(DOCUMENT SECTION)

★ ★ ★ ★ ★

In 2009, Canada introduced a unique way for Canadians to invest and save money – tax free!
Known as a TFSA, the Tax Free Savings Account is a flexible and simple way to grow a savings account.
What can you save for? Basically, anything you can think of:
What is a TFSA?
A TFSA is a tax free savings account available to Canadians who are 18 years of age or older.
As its name suggests, TFSAs are completely tax free. This means that savings are placed into an eligible investment and grow tax free. All interests, dividends and capital gains are tax free. Even withdrawing from a TFSA is considered non-taxable income.
TFSAs can be used for anything – tuition, down payments, retirement income, emergency funds. They are suitable for both long term and short term savings goals.
The Benefits of a TFSA
1. Draw Income During Retirement
Most retirement incomes are taxable, meaning that you have to pay taxes on any amount you withdraw. Withdraws from a tax free savings account, on the other hand, are not considered income and are not taxed.
If you can establish a healthy TFSA, you can draw on that account for your retirement income before having to touch your taxable RRSPs.
2. Flexibility of Savings
A TFSA gives you the flexibility to save for short term goals such as a vacation, long term goals such as retirement or to have an emergency fund.
You can use a TFSA in so many different ways in so many different stages of your life. Here are some ideas as to how a TFSA can be used:
- Savings for Education. You may already have a registered education savings plan (RESP) set up for your child – and you probably have already accessed the maximum government grants. If that is the case, you can use a TFSA to save more for your children’s education.

★ ★ ★ ★ ★

(JOB A)
Answer these questions using the text about the Tax Free Savings Account:
(i) In what year did Canada introduce the TFSA?
(ii) What is the minimum age to hold a TFSA?
(iii) What does the abbreviation RESP stand for?
(JOB B)
In the text about the Tax Free Savings Account, list every use named in the sentence that begins "TFSAs can be used for anything".
(JOB C)
Reproduce the part of the text about the Tax Free Savings Account from "Known as a TFSA, the" to "term savings goals.".
The material that comes next is separate from the text about the Tax Free Savings Account.

(DATA LINES)

★ ★ ★ ★ ★

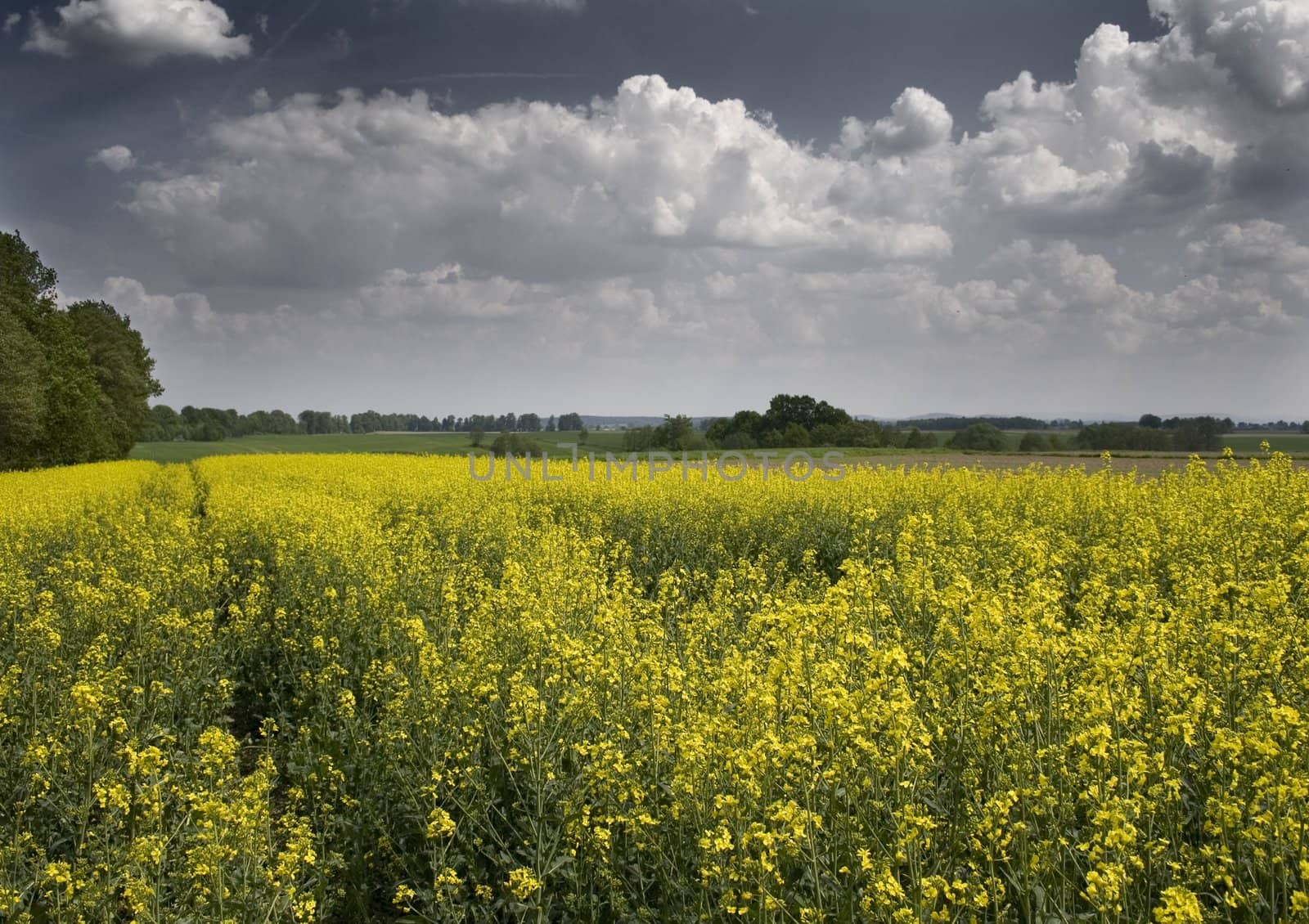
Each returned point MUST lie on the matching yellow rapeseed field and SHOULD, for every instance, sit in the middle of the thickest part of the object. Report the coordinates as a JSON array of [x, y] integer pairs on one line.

★ ★ ★ ★ ★

(REPLY A)
(i) 2009
(ii) 18 years of age
(iii) Registered education savings plan

(REPLY B)
- Tuition
- Down payments
- Retirement income
- Emergency funds

(REPLY C)
Known as a TFSA, the Tax Free Savings Account is a flexible and simple way to grow a savings account.
What can you save for? Basically, anything you can think of:
What is a TFSA?
A TFSA is a tax free savings account available to Canadians who are 18 years of age or older.
As its name suggests, TFSAs are completely tax free. This means that savings are placed into an eligible investment and grow tax free. All interests, dividends and capital gains are tax free. Even withdrawing from a TFSA is considered non-taxable income.
TFSAs can be used for anything – tuition, down payments, retirement income, emergency funds. They are suitable for both long term and short term savings goals.